- 给定文本
Hoeffding Inequality 是关于,从随机抽样的样本与数据的整体分布偏差的上界估计。设数据的整体分布 (bin) 为 \(\mu\),从数据中随机独立抽样 \(N\) 个样本计算出分布为 \(\nu\),那么
\[\mathbb{P}[\vert \nu - \mu \vert > \epsilon] \leq 2 e^{-2 \epsilon^2 N} \quad \text{for any}~ \epsilon > 0\]我们可以看出随机抽样的样本数量 \(N\) 越大,则估计出的分布与真实分布的偏差在概率的角度下越小。
本周的作业题中有一道解释了一个现象,在 PLA 的更新规则中
\[w(t+1) \leftarrow w(t) + \eta \cdot y(t) x(t)\]如果 \(w\) 从零向量开始迭代更新,那么对于任意 \(\eta > 0\), 最后迭代停止的步数都相同。这是因为,\(\eta\) 仅仅对最后的 \(w_T\) 进行了常数倍 \(\eta\) 的缩放,而不会改变方向。

- 任务目标
请接着讲 Hoeffding 不等式与 PLA 的给定文本的最后一句往下续写。 下方的数据是另一份独立材料,与给定文本无关。

- 记录数据
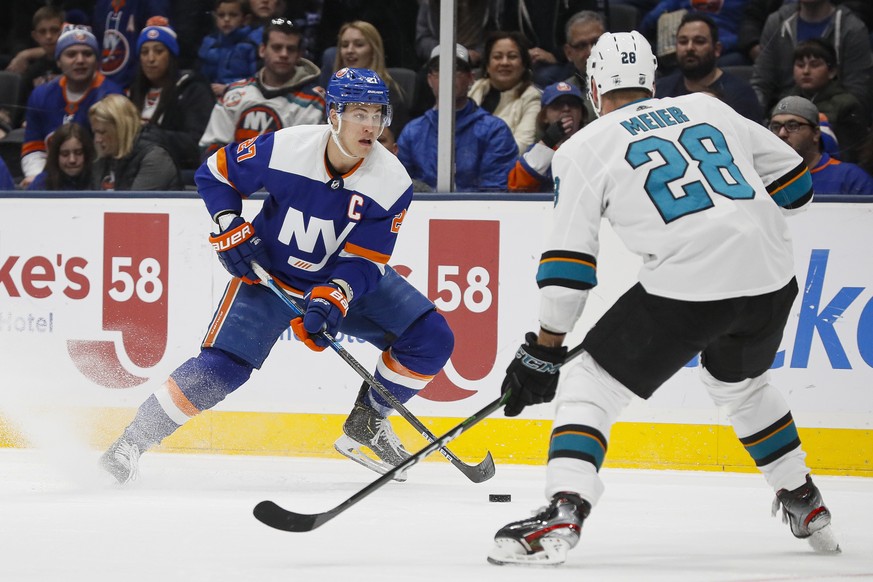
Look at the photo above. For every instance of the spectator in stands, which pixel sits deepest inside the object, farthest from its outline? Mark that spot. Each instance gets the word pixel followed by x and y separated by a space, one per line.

- 参考答案
Week-03
对于拥有 \(M\) 个 Hypothesis 的误差上界估计
\[\mathbb{P}[\vert E_\text{in}(g) - E_\text{out}(g) \vert > \epsilon] \leq 2 M \exp(-2 \epsilon^2 N) \quad \text{for any}~ \epsilon > 0\]\(M\) is \(\vert \mathcal{H} \vert\),因为不等式的右端是 \(M\) 个 Hypothesis 上界的简单叠加,因此过于 loose,我们希望寻求更紧致的上界。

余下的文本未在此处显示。